#### Short problem
Can you copy word for word everything in the guest lecture announcement from "Guest Lecture" down to "Wundt Room (A400)"?

#### Document passage
------------------------------------------------------------------------
Dr Sam Wass | Oscillatory neural correlates of social attunedness: From inter-personal synchrony to self-control?

Guest Lecture

  • Date: Oct 15, 2018
  • Time: 11:00 AM - 12:00 PM (Local Time Germany)
  • Speaker: Dr Sam Wass
  • University of East London, United Kingdom
  • Location: MPI for Human Cognitive and Brain Sciences
  • Room: Wilhelm Wundt Room (A400)
Behavioural and psychophysiological research has, for decades, suggested that as children and parents communicate they adapt to each other on a moment-by-moment basis. This mutual attunement occurs through the coordination of verbal and non-verbal rhythmic patterns, such as vocalisations, physical movements, eye gaze movements, and facial affect. Less well understood, however, is whether similar mechanisms of mutual attunement also operate at the neural level – and, if so, how they develop and what their significance is. We present findings from two papers that investigate this question. In the first paper, we observed direct infant-adult neural phase-locking in Theta and Alpha (3-9Hz) during social interactions, which is stronger during direct, mutual gaze. Infants who made more communicative attempts to the adult (by vocalising for longer) had a stronger synchronising effect on the adults’ neural activity. In the second paper, we concluded, based on Granger-causal analyses, that adults show fine-grained neural changes in Theta activity that are time-locked to shifts in the infants’ attention, independent of the adult’s own attention shifts. We also found that, where the adult is more neurally responsive, the child is more attentive.
------------------------------------------------------------------------
#### Collected material
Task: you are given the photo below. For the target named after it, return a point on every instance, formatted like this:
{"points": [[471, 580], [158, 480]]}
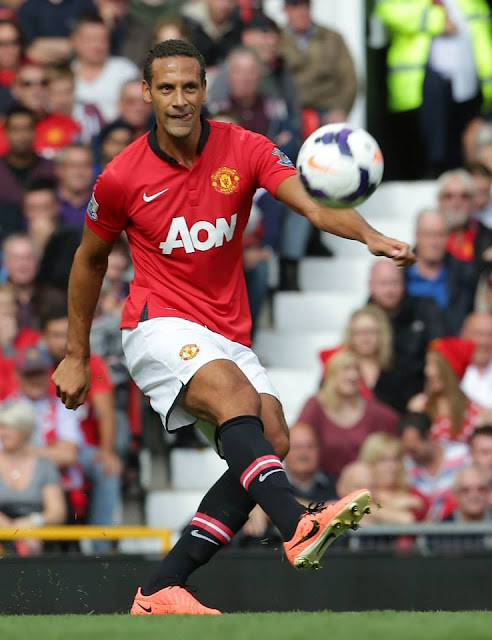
------------------------------------------------------------------------
#### Result
Guest Lecture

  • Date: Oct 15, 2018
  • Time: 11:00 AM - 12:00 PM (Local Time Germany)
  • Speaker: Dr Sam Wass
  • University of East London, United Kingdom
  • Location: MPI for Human Cognitive and Brain Sciences
  • Room: Wilhelm Wundt Room (A400)